Over the last few years it had seemed that feminism was beginning to take root in Korea with mass protests against the use of spy cams leading to a broader discussion of women’s rights in the still patriarchal nation with further social movements such as Escape the Corset highlighting persistent societal misogyny. Yet with the recent election of conservative president Yoon Suk-yeol who had run on an explicitly anti-feminist ticket hopes for real progress have been dashed. In her documentary filmed before Yoon’s victory, Boundary: Flaming Feminist Action (바운더리, Boundary), director Yun Ga-hyun looks back at the last four years as she and her friends reflect on the nature of their activism, what they’ve achieved and what they hope to in the future.
As Yun and her fellow activists relate, Flaming Feminist Action came together as an extension of the labour movement formed the wake of the 2016 Gangnam Station Toilet Murder Case in which a woman was killed by a male stranger who claimed he did it because women had rejected him. Female solidarity is indeed central to the movement, the first Reclaim the Night-style protest which we witness insistent that a safe space for women is a safe space for everyone while reminding each other that they are not alone but stand together in pursuit of change.

- - - - -

* **GIVEN REQUEST 1**:
Count the lines in the records that contain the string "gray", and reply with the number only.
The review and the records are unrelated material.

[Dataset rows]
- - - - -

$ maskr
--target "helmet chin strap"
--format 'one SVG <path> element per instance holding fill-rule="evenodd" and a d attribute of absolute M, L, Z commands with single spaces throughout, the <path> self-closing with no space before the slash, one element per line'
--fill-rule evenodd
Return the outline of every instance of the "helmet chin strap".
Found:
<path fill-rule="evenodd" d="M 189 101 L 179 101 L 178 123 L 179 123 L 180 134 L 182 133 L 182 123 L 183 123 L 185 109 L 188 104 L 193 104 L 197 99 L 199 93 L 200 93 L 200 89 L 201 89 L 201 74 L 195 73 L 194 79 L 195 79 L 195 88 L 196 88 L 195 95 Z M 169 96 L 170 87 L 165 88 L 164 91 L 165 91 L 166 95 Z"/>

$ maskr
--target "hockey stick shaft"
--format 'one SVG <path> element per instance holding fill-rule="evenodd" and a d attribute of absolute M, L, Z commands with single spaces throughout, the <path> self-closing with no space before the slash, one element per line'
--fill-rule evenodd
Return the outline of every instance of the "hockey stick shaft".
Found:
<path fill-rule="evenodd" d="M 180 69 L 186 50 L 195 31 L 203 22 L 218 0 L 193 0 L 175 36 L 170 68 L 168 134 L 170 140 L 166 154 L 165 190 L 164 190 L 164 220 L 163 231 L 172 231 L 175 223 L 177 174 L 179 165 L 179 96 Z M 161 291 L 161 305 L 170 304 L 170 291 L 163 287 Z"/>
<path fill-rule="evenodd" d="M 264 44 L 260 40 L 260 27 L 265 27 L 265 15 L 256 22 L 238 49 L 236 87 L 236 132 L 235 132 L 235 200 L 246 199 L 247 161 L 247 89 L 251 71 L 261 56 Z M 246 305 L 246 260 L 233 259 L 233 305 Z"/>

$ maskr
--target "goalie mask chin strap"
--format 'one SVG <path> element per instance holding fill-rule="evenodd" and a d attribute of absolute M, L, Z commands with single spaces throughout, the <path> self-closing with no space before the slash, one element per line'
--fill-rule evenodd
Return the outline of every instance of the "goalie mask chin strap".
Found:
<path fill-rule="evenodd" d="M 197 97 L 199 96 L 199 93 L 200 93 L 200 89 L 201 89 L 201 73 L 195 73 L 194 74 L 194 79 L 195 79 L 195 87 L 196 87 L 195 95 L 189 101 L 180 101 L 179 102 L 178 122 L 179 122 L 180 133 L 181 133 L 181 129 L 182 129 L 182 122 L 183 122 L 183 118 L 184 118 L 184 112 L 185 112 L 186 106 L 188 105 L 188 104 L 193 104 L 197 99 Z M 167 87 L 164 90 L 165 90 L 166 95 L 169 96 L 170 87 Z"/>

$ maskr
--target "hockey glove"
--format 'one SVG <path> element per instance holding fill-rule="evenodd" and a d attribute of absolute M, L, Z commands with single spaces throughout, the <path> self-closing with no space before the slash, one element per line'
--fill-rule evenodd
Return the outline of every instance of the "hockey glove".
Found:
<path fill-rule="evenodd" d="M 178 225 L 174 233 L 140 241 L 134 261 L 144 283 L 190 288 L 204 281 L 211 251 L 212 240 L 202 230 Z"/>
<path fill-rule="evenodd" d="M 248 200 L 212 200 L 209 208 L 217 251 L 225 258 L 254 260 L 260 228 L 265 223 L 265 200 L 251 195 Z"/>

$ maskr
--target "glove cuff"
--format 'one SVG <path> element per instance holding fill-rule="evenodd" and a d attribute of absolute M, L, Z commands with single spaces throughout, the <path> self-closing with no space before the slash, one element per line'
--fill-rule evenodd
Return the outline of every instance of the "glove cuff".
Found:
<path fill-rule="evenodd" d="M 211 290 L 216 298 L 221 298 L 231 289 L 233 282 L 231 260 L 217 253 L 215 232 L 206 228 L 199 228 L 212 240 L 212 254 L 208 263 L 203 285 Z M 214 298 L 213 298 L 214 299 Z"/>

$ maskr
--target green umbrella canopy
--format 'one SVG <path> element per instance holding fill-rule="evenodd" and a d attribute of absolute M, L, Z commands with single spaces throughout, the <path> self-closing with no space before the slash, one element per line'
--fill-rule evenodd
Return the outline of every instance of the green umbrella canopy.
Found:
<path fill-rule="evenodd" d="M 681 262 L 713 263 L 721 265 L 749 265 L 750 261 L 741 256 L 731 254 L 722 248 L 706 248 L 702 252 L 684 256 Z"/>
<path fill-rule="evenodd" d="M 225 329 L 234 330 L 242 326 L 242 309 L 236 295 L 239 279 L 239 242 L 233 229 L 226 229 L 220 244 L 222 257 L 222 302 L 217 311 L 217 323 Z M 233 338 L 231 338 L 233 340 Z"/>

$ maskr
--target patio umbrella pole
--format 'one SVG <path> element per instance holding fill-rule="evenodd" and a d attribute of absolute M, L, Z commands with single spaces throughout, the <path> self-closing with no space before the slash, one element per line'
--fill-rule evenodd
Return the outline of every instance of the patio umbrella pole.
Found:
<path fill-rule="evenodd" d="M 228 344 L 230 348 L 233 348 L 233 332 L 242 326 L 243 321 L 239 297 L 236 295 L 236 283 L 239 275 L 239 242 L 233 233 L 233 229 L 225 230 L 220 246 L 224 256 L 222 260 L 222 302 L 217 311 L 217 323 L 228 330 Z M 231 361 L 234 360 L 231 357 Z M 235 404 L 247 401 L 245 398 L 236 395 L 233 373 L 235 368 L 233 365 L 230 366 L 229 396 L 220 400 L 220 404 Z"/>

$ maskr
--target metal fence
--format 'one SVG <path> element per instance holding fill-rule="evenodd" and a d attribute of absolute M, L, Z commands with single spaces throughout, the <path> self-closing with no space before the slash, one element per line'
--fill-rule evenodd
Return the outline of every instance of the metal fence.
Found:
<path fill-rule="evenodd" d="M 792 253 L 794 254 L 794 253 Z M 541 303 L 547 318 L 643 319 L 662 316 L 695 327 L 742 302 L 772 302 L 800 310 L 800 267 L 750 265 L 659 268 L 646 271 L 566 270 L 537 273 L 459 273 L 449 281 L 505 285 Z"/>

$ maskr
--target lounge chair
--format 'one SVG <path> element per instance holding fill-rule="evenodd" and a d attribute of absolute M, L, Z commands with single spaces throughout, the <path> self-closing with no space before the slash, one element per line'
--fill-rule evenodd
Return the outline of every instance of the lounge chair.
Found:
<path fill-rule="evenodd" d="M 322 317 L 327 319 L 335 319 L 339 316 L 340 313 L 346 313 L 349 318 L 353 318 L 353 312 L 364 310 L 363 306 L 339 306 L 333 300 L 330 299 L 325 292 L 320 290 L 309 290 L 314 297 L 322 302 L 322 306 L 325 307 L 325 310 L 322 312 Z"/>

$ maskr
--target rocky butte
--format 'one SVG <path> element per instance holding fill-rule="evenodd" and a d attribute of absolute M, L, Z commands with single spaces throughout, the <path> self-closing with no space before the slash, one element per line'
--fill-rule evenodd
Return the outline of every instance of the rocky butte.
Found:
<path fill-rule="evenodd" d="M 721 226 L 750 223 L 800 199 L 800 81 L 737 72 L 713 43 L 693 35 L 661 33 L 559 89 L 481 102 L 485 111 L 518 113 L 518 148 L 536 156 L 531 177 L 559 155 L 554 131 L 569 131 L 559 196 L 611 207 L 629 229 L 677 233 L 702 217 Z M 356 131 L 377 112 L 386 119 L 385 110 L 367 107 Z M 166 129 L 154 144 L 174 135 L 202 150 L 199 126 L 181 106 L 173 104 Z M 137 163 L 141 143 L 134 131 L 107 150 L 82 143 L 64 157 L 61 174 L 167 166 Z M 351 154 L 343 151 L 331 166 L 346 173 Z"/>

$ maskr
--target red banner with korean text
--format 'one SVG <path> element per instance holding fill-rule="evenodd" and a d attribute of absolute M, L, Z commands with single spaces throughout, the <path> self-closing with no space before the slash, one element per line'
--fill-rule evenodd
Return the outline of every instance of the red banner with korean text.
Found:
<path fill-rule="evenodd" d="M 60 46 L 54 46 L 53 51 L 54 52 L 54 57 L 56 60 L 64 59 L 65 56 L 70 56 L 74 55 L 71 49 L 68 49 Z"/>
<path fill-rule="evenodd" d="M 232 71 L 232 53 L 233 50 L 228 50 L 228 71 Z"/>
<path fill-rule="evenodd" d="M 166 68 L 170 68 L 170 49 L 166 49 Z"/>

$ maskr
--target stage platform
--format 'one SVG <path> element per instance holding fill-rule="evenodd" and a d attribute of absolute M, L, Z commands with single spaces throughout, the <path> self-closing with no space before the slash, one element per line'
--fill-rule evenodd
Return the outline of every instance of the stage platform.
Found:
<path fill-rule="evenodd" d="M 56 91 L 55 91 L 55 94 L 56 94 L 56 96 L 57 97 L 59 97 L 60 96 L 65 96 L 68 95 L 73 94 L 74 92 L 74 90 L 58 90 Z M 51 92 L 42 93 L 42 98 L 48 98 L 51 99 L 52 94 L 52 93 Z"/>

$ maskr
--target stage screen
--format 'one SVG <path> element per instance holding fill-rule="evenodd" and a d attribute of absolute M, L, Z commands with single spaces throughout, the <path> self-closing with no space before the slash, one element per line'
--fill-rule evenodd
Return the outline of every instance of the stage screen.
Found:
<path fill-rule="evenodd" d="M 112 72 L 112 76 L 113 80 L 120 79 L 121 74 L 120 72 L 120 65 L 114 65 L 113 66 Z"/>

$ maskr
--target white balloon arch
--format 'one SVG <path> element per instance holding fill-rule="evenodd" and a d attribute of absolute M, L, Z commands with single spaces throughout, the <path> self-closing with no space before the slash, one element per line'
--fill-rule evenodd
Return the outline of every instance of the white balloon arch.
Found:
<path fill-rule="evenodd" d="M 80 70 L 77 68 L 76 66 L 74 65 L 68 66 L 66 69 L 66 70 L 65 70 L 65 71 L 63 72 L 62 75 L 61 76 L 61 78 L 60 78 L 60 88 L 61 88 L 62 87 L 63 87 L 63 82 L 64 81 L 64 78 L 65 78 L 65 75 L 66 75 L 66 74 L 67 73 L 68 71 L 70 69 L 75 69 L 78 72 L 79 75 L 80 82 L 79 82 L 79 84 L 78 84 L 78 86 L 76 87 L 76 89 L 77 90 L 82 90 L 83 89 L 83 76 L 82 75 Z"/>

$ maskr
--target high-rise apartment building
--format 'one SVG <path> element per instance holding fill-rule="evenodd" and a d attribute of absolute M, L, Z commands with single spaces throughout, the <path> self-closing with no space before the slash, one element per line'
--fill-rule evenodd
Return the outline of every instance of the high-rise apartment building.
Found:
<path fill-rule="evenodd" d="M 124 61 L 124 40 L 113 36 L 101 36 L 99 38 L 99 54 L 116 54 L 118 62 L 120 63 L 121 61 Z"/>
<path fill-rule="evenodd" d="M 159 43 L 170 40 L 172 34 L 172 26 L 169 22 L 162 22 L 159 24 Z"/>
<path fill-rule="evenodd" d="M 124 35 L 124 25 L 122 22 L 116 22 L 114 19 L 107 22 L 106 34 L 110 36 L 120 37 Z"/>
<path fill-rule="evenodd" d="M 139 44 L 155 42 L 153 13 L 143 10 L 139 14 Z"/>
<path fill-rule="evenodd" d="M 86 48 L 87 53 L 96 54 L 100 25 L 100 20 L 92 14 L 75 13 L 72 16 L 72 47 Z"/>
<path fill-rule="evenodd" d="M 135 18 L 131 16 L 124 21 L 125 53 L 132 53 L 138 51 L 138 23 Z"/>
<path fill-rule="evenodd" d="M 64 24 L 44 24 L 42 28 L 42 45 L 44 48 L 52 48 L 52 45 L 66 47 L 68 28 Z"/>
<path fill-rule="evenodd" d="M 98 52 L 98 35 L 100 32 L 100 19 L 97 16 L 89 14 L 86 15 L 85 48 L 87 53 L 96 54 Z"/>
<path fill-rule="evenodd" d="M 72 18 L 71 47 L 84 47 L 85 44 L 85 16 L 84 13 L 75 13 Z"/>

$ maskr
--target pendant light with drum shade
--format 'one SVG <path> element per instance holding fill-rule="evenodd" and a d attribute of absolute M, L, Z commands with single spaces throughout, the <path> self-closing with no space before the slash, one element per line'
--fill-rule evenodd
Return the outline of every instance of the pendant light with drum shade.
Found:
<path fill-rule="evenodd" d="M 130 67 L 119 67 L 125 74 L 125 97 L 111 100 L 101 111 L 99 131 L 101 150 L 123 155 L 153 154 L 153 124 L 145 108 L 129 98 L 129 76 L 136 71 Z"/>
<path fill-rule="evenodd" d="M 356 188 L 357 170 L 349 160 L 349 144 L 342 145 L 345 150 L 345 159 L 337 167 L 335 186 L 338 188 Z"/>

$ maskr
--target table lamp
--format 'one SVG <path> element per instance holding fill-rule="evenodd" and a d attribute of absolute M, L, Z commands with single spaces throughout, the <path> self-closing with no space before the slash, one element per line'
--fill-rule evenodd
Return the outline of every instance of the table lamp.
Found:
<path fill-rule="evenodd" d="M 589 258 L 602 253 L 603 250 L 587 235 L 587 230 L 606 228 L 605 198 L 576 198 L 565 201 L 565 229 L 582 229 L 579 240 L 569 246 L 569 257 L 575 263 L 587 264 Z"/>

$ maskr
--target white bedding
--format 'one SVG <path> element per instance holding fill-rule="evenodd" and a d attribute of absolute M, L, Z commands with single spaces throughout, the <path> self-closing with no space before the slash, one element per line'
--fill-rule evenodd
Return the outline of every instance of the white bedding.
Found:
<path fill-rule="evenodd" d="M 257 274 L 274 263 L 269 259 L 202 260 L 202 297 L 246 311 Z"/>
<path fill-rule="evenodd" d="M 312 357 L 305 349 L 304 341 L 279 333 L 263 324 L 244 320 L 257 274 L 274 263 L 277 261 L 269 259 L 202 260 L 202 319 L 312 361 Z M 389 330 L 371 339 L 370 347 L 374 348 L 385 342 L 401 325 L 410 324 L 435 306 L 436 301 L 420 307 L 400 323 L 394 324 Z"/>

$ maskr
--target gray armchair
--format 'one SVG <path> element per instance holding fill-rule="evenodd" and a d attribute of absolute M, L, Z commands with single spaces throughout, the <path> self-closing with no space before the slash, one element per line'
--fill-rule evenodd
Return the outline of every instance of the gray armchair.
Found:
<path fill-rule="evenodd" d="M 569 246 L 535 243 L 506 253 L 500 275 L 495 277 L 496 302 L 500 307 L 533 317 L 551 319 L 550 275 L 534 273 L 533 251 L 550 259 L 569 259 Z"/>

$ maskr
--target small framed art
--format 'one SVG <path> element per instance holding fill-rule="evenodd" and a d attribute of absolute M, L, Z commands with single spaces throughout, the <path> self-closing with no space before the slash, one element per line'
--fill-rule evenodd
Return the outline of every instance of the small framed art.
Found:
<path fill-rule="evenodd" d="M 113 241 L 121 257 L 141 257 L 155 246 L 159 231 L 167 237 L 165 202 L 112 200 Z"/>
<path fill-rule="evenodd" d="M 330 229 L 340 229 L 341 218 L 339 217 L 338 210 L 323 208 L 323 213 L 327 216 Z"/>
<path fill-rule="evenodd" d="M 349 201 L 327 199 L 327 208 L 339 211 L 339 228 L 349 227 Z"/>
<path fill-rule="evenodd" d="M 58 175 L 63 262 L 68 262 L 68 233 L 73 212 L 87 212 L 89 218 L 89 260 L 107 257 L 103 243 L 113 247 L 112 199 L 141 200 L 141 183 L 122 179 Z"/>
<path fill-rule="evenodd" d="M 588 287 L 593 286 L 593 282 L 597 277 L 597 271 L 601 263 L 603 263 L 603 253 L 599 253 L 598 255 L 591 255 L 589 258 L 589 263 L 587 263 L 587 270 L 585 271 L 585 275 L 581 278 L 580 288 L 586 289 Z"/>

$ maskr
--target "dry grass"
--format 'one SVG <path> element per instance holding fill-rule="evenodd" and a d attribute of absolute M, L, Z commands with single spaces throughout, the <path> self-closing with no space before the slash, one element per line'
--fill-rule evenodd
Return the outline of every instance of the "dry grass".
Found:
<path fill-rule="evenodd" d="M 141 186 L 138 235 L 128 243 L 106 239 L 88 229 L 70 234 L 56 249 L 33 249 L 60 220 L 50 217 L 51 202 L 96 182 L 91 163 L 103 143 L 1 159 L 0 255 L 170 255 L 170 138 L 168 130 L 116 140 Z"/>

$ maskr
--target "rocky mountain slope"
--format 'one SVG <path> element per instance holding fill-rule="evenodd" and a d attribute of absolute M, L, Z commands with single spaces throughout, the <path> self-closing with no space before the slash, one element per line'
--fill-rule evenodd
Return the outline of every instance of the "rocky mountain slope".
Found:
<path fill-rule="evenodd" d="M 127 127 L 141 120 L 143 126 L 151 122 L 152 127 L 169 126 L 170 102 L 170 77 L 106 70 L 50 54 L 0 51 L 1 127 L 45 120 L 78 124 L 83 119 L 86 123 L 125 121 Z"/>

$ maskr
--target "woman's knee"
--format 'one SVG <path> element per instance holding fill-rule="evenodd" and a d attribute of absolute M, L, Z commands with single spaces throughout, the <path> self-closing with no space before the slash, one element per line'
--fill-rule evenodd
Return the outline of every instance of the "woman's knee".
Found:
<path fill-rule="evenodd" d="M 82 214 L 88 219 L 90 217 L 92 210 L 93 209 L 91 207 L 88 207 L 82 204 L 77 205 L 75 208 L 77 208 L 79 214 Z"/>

- - - - -

* **GIVEN REQUEST 2**:
According to the review, who directed Boundary: Flaming Feminist Action?

* **TASK RESULT 1**:
2

* **TASK RESULT 2**:
Yun Ga-hyun